[Saved entries]
^^^^^^^^^^^^^^^^
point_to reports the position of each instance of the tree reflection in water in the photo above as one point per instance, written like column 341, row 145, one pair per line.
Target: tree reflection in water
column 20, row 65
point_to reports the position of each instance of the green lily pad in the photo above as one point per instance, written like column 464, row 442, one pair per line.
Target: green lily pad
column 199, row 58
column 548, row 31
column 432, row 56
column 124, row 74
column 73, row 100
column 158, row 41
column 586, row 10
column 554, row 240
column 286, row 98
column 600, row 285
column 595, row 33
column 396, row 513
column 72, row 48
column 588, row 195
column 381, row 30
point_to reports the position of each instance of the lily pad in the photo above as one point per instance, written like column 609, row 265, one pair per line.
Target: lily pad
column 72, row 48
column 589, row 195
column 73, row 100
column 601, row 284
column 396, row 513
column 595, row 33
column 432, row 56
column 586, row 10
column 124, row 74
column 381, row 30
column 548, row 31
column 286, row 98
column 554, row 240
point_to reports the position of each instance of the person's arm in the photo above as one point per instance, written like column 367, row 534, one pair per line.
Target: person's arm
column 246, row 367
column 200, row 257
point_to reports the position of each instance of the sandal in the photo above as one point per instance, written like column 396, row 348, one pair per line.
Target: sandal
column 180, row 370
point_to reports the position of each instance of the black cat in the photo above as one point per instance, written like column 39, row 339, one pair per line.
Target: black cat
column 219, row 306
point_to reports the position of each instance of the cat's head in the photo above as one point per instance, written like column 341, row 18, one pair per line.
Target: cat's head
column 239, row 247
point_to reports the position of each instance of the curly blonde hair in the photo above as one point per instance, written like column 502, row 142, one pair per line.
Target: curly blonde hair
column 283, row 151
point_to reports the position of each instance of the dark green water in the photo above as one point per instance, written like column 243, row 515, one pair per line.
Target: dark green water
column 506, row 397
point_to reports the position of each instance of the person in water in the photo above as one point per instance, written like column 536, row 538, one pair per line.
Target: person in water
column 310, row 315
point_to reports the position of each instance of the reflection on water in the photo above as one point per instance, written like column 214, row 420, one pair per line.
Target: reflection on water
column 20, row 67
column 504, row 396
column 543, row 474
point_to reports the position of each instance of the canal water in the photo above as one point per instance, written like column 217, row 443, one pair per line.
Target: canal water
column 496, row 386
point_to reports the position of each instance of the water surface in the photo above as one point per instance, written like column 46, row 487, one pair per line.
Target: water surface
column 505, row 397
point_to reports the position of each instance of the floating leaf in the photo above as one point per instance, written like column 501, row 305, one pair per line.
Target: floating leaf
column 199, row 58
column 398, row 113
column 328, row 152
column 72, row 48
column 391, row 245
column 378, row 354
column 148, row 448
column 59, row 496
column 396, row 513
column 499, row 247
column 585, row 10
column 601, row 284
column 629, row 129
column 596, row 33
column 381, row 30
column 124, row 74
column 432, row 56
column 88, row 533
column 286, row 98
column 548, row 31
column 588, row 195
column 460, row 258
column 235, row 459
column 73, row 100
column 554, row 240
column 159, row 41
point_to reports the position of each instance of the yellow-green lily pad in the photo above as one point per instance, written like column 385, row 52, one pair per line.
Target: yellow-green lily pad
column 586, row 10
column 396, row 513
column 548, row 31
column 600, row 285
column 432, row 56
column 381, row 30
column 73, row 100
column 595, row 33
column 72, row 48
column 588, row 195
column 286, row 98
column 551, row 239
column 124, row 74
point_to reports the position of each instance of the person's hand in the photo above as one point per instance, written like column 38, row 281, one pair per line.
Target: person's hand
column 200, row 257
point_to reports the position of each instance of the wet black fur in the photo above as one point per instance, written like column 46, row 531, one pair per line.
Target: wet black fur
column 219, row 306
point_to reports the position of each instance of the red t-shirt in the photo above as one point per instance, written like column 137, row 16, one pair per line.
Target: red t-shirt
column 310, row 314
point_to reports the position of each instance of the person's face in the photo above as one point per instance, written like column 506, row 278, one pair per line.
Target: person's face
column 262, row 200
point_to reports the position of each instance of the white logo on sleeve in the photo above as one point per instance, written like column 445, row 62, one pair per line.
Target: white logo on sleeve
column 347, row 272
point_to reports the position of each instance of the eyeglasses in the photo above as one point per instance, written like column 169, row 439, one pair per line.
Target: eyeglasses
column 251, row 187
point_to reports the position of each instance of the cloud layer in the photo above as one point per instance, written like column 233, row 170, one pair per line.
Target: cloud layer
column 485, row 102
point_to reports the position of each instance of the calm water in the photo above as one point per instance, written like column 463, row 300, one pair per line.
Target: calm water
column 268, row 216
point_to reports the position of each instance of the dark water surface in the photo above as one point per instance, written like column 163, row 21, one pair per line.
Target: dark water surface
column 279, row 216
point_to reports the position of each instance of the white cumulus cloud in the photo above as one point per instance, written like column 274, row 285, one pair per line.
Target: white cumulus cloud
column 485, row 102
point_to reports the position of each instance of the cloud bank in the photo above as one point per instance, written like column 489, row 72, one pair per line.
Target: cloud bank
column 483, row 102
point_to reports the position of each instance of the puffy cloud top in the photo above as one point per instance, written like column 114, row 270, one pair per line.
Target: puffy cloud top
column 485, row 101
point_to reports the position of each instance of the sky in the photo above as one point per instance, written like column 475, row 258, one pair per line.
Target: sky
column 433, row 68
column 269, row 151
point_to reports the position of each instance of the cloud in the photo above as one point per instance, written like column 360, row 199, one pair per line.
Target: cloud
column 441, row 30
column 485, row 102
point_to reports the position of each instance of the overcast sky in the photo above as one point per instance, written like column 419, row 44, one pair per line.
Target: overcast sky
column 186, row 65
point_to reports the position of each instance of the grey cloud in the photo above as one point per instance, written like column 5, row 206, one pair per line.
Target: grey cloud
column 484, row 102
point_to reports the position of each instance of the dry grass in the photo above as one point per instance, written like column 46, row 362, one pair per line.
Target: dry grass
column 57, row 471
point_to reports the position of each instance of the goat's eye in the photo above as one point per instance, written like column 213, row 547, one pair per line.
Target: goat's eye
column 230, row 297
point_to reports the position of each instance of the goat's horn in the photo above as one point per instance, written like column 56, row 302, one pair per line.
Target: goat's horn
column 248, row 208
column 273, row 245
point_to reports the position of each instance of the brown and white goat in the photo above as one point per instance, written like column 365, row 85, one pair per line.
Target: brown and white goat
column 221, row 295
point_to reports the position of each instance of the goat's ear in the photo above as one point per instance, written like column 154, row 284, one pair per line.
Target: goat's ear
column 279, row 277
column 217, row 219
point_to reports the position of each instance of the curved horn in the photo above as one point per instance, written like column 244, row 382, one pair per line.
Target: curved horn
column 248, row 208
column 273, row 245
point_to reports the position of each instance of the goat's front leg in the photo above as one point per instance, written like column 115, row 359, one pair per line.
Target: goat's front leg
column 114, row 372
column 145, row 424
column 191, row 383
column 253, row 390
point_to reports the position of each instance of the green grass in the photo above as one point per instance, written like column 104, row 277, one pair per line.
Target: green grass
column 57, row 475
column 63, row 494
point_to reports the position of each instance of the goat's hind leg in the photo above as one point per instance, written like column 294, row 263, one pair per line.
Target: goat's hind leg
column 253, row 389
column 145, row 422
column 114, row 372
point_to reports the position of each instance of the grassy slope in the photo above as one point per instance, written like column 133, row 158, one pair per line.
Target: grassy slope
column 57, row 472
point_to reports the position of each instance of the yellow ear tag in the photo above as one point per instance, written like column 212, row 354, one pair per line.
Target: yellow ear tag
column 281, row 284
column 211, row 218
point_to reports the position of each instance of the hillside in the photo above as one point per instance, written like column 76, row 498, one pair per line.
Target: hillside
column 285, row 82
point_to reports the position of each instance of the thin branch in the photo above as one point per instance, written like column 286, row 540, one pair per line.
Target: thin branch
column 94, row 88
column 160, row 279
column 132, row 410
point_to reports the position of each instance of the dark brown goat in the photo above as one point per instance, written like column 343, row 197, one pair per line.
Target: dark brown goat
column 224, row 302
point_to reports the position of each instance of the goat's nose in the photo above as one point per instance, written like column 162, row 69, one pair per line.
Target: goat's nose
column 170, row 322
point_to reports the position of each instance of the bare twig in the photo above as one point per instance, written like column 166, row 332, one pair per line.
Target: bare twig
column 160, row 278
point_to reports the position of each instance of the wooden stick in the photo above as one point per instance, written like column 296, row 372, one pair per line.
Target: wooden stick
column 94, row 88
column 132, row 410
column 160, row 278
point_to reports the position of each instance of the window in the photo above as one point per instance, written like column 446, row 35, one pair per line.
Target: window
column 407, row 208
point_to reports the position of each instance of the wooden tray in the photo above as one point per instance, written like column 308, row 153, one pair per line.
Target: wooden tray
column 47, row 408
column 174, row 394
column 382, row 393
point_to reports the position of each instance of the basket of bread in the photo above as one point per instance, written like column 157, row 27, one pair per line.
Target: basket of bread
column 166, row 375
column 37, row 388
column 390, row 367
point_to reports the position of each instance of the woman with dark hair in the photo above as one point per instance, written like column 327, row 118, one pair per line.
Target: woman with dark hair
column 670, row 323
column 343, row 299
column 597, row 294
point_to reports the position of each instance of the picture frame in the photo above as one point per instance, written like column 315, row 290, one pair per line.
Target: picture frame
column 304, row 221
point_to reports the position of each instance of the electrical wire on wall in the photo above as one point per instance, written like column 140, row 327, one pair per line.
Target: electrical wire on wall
^^^^^^^^^^^^^^^^
PROBLEM TO WORK ON: Output the entries above, from the line containing "point_to reports the position of each instance of the canal" through the line containing "column 159, row 41", inclusive, as a JSON list of strings with one string per line. Leave out blank lines.

TASK SOLUTION:
[
  "point_to reports the position of each instance of the canal water in the photo above as one point per instance, written like column 217, row 443, one pair per line.",
  "Target: canal water",
  "column 496, row 386",
  "point_to reports the position of each instance of the water surface in the photo above as one point per instance, written like column 46, row 487, one pair per line.",
  "Target: water surface",
  "column 505, row 397",
  "point_to reports the position of each instance of the floating leaf in the photo above as one point per instance, written like column 501, row 305, one pair per line.",
  "Target: floating leaf",
  "column 199, row 58",
  "column 398, row 113",
  "column 328, row 152",
  "column 72, row 48",
  "column 391, row 245",
  "column 378, row 354",
  "column 148, row 448",
  "column 59, row 496",
  "column 396, row 513",
  "column 499, row 247",
  "column 585, row 10",
  "column 601, row 284",
  "column 629, row 129",
  "column 596, row 33",
  "column 381, row 30",
  "column 124, row 74",
  "column 432, row 56",
  "column 88, row 533",
  "column 286, row 98",
  "column 548, row 31",
  "column 588, row 195",
  "column 460, row 258",
  "column 235, row 459",
  "column 73, row 100",
  "column 554, row 240",
  "column 159, row 41"
]